Objetivo 1 – No trecho sobre o locaute patronal no Chile, liste as medidas dos trabalhadores citadas na frase que começa com "As fábricas foram ocupadas".
Objetivo 2 – Prossiga com o trecho sobre o locaute patronal no Chile a partir do ponto em que ele termina.

Trecho do documento –
O governo e a CUT reagiram formalmente, sem muita energia nem iniciativa, mas as massas deram uma resposta impressionante. Os trabalhadores decidiram que a conspiração burguesa para paralisar o país não prosperaria e decidiram tomas a produção em suas mãos. As fábricas foram ocupadas, os meios de transporte foram em muitos casos requisitados, muitos comércios foram abertos à força, começaram a se organizar formas de controle de preços e de distribuição direta em forma massiva, contra o cada vez mais florescente mercado negro. (calcula-se que cerca de metade da população de Santiago era abastecida pelos organismos populares em 1973, apesar de que 70% da distribuição atacadista estava nas mãos privadas e abastecia o mercado negro). Ah, sim, sem esquecer os comitês de vigilância para enfrentar os bandos fascistas e proteger as indústrias. Além dos cordões, surgiram comitês de coordenação com as lutas de bairros, os comandos comunais. Nas fábricas e bairros, pouco importava a filiação política, mesmo os trabalhadores democrata-cristãos aderiram a esta frente única de classe que tinham um caráter muito mais amplo que os setores organizados pela CUT e os partidos de esquerda. O locaute patronal havia fracassado! E nunca antes a classe trabalhadora chilena havia expressado tal combatividade, união e energia!

Trechos do material –
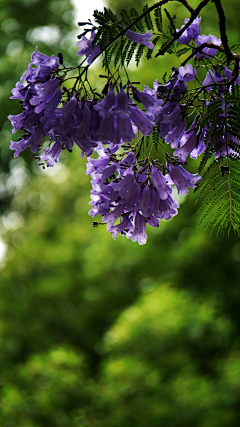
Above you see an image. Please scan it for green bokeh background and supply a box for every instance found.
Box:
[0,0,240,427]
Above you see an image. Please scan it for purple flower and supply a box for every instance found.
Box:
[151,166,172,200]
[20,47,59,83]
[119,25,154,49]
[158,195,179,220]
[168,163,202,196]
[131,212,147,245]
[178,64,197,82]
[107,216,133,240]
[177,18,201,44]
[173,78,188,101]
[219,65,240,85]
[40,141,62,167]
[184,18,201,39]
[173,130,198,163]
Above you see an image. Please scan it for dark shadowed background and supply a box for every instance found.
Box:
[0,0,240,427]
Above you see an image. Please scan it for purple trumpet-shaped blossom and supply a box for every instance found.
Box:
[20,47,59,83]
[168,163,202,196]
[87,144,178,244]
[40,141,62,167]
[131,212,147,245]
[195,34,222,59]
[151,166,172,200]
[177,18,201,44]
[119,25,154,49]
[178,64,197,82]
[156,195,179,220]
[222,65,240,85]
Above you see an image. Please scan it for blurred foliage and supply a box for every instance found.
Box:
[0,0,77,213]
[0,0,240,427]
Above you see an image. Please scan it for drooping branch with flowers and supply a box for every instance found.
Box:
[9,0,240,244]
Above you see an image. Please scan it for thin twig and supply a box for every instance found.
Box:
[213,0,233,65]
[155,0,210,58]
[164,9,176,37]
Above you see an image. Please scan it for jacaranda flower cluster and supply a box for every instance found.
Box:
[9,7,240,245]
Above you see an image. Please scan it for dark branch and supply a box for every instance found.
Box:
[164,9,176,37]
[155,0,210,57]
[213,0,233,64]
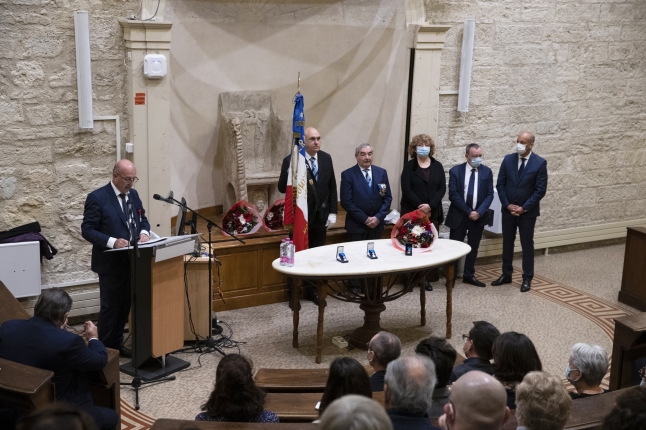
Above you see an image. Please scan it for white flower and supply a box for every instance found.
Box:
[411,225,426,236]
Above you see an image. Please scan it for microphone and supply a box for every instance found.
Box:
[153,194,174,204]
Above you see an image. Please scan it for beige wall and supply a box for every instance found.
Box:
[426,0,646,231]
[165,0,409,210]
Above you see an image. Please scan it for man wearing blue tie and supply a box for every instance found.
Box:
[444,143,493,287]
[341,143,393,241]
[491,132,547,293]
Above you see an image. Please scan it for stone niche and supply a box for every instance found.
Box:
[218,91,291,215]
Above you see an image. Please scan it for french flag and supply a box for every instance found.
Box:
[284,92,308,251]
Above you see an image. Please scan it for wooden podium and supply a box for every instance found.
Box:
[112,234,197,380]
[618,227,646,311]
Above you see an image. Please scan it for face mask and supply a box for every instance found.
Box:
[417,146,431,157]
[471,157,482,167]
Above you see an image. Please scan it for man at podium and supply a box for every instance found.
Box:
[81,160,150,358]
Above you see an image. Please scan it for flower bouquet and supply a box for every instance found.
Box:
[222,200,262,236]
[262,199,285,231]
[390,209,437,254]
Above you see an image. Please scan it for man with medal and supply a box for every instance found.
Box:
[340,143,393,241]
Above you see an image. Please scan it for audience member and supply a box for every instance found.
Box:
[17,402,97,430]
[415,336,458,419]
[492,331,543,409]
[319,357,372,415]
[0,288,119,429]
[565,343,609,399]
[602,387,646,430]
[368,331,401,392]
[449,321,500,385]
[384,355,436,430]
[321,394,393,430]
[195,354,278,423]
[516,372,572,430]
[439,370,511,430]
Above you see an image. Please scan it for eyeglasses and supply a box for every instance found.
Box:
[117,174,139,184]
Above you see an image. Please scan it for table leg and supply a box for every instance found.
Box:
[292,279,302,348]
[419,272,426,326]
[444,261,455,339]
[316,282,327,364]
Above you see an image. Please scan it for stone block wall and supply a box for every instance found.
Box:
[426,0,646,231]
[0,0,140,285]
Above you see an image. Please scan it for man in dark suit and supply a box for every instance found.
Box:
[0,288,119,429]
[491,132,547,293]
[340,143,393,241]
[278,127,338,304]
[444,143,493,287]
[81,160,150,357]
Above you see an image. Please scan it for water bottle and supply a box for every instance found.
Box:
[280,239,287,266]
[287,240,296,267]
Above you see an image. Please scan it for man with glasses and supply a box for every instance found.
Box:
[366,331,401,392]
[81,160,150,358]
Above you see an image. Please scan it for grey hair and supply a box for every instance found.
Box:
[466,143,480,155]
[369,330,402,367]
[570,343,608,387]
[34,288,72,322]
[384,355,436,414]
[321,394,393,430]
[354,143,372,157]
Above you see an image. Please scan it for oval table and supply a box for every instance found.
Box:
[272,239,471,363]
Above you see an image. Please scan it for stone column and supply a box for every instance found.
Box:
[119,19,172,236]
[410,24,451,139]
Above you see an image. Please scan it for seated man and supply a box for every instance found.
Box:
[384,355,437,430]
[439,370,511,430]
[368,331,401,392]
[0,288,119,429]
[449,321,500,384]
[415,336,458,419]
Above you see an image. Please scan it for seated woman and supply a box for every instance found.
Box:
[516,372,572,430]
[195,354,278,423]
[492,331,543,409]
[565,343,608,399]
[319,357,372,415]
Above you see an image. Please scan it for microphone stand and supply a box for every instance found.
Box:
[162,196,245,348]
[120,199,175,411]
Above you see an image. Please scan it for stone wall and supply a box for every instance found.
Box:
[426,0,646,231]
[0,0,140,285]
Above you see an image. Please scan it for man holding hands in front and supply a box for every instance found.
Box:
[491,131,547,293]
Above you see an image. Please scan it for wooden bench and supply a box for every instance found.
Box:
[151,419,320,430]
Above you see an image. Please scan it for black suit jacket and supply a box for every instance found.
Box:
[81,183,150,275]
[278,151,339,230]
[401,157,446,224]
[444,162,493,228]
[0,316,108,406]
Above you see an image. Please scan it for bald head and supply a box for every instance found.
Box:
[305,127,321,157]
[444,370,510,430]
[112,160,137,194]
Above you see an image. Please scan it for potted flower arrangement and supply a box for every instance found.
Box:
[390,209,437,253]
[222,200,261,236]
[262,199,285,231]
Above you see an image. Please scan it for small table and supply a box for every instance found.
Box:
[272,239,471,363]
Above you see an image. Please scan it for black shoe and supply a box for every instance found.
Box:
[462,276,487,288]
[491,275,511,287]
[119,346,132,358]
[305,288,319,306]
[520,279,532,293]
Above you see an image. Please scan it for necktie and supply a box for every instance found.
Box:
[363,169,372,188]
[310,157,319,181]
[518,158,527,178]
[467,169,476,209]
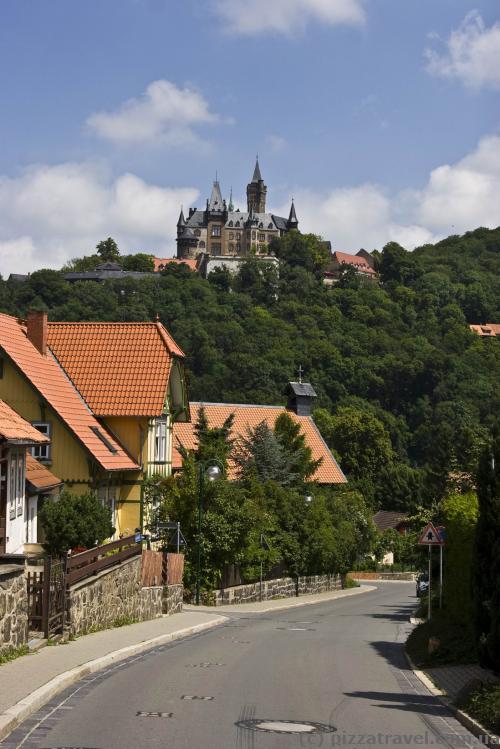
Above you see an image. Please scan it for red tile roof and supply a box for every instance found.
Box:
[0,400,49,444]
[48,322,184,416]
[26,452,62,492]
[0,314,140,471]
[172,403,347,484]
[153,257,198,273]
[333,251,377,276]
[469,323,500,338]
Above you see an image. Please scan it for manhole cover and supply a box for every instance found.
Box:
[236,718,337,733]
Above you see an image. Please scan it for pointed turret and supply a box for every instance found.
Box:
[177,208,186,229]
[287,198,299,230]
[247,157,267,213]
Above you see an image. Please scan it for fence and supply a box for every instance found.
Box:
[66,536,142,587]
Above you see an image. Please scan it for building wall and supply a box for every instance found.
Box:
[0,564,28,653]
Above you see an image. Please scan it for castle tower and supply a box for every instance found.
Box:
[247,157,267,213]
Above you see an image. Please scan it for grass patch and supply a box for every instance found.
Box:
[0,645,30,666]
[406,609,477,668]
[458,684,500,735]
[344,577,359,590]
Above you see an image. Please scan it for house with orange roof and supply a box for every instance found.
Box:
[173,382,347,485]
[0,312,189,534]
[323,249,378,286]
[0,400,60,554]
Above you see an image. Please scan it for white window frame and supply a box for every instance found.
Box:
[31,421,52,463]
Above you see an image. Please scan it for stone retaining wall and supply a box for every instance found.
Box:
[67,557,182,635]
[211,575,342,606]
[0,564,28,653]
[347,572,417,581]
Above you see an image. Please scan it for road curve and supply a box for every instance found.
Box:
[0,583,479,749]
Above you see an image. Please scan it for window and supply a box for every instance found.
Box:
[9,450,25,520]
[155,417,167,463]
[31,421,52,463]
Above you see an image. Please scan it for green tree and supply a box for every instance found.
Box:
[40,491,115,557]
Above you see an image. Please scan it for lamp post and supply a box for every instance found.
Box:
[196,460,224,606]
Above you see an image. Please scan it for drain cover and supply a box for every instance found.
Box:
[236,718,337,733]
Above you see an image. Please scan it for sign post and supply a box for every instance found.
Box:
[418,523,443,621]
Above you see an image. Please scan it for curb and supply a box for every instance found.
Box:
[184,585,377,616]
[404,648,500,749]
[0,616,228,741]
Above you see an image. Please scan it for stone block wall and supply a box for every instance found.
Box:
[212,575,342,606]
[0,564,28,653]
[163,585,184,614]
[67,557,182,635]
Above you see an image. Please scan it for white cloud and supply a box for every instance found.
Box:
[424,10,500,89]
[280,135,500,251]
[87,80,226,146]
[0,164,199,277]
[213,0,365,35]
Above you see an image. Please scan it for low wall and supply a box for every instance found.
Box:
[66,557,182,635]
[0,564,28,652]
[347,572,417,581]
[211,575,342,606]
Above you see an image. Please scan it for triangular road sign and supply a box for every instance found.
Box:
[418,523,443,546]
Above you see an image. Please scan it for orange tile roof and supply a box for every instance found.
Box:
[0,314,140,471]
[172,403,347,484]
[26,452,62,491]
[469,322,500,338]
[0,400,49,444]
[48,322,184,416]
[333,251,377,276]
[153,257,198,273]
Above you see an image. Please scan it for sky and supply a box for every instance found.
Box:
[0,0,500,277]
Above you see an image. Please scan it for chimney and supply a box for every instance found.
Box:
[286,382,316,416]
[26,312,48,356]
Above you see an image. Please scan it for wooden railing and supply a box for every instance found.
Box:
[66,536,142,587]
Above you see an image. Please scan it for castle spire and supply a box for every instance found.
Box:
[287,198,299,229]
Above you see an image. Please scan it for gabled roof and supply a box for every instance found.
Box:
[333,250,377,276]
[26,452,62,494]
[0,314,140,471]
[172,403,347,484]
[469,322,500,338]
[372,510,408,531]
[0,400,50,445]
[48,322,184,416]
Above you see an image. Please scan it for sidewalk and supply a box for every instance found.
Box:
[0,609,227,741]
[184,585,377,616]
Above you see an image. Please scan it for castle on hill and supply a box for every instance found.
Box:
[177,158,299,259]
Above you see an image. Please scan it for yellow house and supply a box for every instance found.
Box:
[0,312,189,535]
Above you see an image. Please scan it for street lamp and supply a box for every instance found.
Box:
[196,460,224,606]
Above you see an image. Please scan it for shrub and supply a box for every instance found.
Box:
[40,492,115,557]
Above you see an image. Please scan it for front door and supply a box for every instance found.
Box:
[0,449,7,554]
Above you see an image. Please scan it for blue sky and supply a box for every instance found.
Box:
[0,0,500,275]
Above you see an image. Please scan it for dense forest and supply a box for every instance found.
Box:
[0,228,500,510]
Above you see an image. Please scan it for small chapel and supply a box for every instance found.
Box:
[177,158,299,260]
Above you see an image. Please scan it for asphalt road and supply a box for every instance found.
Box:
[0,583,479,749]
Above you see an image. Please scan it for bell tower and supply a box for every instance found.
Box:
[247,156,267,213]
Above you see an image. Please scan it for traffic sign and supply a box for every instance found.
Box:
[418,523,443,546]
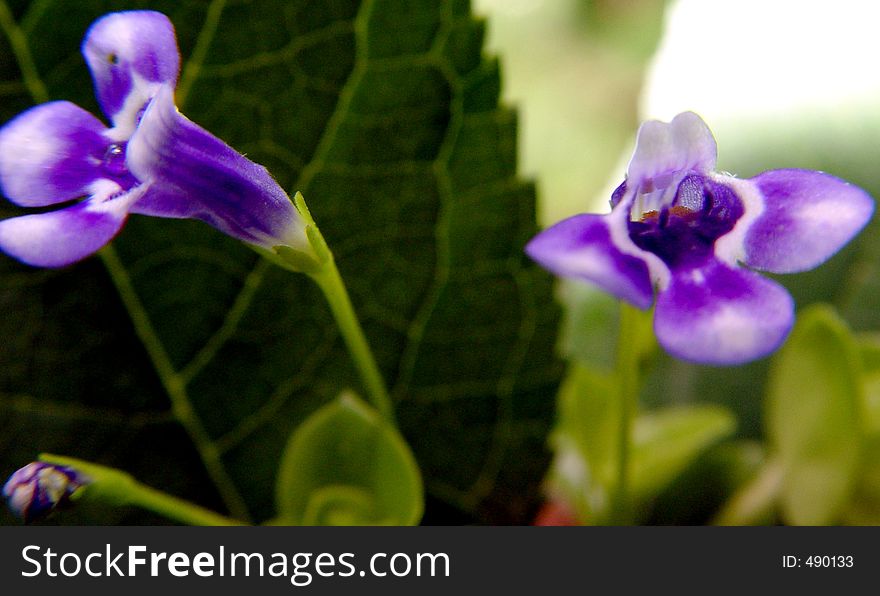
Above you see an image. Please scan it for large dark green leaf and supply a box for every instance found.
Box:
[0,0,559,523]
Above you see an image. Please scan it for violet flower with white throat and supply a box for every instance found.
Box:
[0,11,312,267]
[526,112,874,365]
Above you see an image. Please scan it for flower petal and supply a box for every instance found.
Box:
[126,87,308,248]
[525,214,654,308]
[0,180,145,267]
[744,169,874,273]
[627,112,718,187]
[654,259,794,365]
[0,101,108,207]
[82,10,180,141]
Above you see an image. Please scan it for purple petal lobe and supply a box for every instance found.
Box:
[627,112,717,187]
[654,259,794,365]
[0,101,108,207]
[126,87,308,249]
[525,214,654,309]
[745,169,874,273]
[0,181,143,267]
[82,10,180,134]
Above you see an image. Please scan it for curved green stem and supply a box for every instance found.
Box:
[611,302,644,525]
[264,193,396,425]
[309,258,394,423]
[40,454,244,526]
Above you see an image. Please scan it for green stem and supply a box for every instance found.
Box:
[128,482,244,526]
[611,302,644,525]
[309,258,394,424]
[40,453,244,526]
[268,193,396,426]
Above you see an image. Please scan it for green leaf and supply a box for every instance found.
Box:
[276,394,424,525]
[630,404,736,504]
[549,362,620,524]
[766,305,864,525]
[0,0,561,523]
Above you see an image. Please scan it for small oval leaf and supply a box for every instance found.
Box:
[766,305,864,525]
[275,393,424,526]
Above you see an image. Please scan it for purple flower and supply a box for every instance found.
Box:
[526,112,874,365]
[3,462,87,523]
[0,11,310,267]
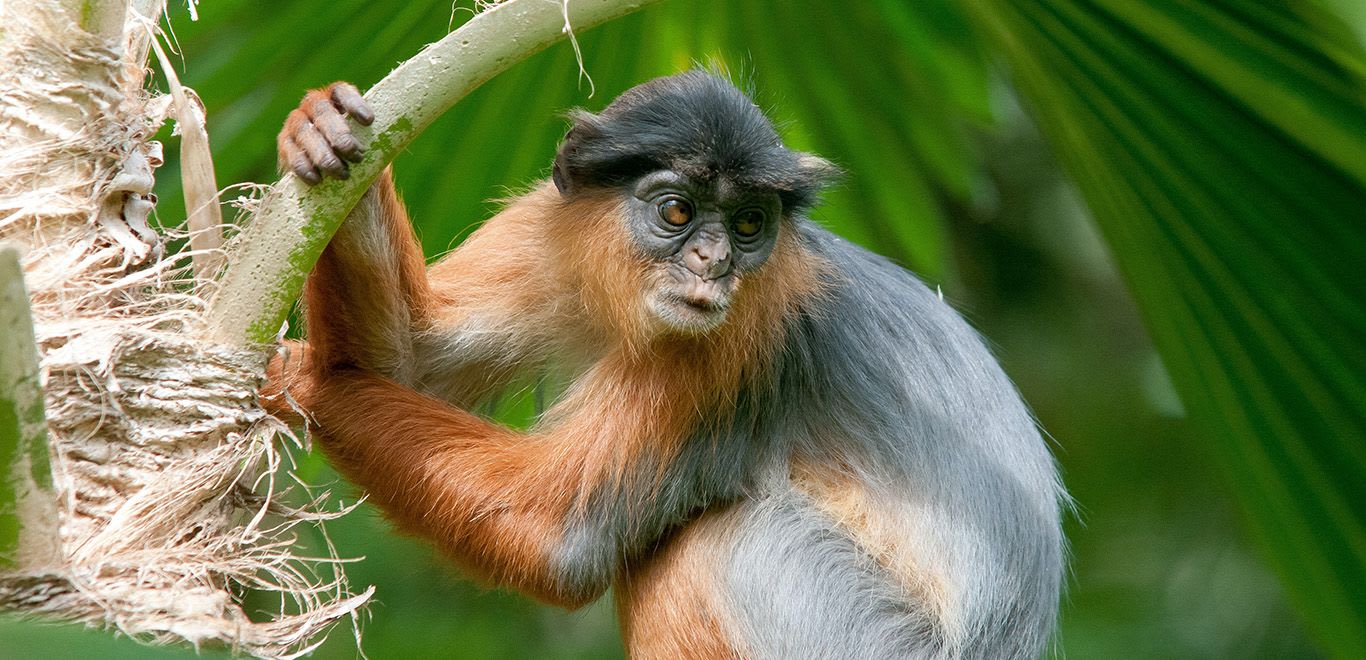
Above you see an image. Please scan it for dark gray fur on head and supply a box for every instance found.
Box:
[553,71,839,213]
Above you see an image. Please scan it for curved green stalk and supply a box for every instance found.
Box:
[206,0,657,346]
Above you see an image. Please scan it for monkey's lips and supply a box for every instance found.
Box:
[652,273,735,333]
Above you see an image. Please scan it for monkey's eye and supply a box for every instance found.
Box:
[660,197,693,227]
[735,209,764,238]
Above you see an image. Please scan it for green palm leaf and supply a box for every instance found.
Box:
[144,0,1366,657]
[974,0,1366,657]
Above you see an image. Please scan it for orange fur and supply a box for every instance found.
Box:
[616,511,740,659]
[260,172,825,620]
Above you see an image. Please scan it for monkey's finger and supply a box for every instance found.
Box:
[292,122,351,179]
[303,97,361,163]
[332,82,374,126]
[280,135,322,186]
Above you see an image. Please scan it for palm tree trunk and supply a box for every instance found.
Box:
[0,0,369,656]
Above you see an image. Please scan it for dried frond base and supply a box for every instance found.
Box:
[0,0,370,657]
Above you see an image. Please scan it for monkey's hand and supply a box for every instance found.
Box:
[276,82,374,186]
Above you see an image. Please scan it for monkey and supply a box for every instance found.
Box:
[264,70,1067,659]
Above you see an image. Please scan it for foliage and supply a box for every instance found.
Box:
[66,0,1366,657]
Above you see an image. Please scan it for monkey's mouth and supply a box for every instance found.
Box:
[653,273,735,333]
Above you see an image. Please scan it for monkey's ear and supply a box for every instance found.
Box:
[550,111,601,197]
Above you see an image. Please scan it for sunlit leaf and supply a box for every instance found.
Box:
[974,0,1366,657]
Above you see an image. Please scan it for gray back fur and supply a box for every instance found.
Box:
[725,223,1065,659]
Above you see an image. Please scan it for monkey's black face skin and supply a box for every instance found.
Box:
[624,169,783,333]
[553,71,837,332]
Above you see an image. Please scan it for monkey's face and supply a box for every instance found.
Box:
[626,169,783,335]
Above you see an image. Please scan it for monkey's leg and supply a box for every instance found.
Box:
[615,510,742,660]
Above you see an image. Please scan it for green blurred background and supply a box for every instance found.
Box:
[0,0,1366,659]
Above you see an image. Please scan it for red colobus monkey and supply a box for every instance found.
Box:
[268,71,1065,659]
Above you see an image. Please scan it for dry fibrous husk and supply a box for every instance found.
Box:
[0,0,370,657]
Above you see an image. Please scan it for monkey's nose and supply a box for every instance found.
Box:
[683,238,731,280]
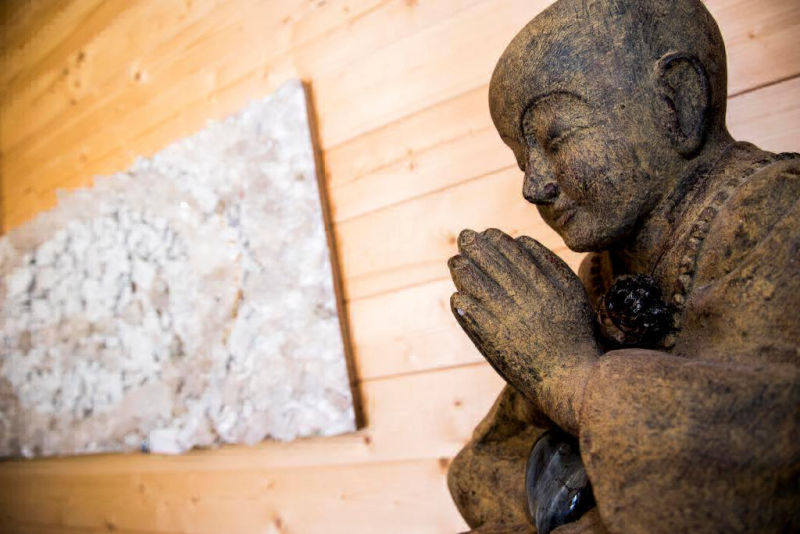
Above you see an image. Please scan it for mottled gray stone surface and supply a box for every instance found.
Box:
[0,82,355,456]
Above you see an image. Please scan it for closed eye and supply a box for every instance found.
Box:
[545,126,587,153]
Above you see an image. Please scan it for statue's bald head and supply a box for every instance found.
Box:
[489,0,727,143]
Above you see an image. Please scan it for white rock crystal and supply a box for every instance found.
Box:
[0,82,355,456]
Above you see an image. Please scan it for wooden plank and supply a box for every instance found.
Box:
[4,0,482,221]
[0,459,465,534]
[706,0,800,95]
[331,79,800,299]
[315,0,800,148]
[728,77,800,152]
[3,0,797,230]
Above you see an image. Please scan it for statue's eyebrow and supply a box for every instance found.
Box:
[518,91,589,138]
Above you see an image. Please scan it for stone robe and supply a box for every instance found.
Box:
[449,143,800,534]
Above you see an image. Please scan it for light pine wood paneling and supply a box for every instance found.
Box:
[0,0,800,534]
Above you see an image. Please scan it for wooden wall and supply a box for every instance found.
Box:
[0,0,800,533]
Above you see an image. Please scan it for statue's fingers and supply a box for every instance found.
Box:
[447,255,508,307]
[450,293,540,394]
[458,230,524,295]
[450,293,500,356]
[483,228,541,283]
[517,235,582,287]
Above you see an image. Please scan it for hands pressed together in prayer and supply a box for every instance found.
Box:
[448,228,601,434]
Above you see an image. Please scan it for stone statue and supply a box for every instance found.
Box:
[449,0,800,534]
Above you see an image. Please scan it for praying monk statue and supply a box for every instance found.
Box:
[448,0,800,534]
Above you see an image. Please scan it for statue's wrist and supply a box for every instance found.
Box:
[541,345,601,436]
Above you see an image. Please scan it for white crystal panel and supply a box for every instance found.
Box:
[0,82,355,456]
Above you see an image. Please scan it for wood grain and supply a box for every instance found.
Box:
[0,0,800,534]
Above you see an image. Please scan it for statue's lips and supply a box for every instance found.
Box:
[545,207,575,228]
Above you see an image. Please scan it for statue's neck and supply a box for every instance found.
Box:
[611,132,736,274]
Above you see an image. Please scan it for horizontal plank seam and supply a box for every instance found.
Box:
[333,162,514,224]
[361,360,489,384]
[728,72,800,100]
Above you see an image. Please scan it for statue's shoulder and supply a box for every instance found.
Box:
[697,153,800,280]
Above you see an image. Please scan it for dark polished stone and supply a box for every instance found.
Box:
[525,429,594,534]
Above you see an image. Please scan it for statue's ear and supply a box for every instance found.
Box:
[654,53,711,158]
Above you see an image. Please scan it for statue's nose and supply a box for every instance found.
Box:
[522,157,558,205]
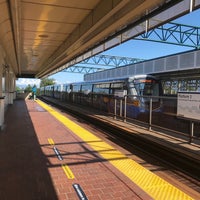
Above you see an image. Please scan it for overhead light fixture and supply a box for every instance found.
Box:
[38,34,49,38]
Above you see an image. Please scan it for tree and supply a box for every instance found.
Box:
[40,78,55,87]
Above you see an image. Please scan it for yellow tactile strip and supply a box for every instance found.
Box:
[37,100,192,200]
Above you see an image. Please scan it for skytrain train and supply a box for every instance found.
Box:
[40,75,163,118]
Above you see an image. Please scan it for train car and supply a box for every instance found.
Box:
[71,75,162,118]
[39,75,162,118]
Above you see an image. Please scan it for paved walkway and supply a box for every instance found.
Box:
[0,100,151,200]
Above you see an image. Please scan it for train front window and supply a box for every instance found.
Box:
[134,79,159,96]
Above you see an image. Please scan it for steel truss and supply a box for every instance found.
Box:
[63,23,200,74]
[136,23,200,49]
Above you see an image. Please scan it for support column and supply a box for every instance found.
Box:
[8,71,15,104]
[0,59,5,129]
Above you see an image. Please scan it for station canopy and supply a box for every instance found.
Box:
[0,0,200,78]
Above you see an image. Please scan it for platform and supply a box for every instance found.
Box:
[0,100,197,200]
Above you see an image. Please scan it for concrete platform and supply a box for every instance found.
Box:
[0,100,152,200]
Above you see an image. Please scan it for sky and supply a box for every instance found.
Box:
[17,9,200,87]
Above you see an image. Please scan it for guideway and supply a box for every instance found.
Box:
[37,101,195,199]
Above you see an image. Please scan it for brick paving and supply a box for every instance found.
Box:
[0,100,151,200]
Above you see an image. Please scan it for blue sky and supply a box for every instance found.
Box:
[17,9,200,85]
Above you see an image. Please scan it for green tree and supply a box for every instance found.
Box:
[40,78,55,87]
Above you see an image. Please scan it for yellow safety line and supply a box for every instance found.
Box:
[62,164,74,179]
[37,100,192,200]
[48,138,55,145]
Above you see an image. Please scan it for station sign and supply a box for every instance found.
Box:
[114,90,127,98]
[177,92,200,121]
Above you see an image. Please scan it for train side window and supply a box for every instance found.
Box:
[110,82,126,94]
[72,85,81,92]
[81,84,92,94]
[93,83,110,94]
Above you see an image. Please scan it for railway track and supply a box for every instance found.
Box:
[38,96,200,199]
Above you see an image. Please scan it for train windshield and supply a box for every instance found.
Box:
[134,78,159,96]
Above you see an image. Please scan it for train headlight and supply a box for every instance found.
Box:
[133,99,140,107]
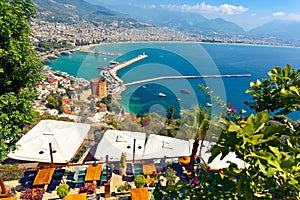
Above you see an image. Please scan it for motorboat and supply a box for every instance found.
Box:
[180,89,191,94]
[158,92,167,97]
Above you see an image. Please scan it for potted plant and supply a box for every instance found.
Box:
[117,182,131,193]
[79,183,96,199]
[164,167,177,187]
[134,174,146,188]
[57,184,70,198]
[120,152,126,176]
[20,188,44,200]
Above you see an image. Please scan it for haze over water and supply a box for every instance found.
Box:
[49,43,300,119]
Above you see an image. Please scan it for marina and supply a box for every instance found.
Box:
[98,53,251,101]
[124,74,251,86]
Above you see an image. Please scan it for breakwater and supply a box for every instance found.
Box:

Resultado esperado 1 –
- Ocupação das fábricas
- Requisição dos meios de transporte, em muitos casos
- Abertura de muitos comércios à força
- Organização de formas de controle de preços e de distribuição direta em forma massiva, contra o mercado negro

Resultado esperado 2 –
Mas os dirigentes da UP não estavam à altura dos seus liderados. Em vez de se apoiarem na mobilização para encurralarem e derrotarem a burguesia e seus partidos, optaram pelo caminho da conciliação. Um processo que tinha começado como uma série de reformas, todas compatíveis com o sistema capitalista, havia chegado pouco a pouco a um impasse por força da intensa polarização de classes para chegar um novo auge em outubro. Sem chegar ainda a uma situação tão explosiva como em outras situações revolucionarias como na Espanha em 1936 ou a Bolívia em 1952, mas com um grau de mobilização inédito na América Latina há muito tempo, havia as condições para romper as amarras do legalismo e do programa autorestritivo da UP. Mas não foi essa a conclusão da maioria da liderança da UP. E mesmo os que pediam o avanço, na ala esquerda da própria UP, não percebiam que era preciso forjar uma alternativa independente à UP. Na verdade, constituíam-se em outro empecilho para a radicalização necessária, pois insistiam que o poder popular não deveria ser realmente independente, procuravam utilizá-lo como um elemento de pressão pela esquerda nos marcos do apoio ao governo.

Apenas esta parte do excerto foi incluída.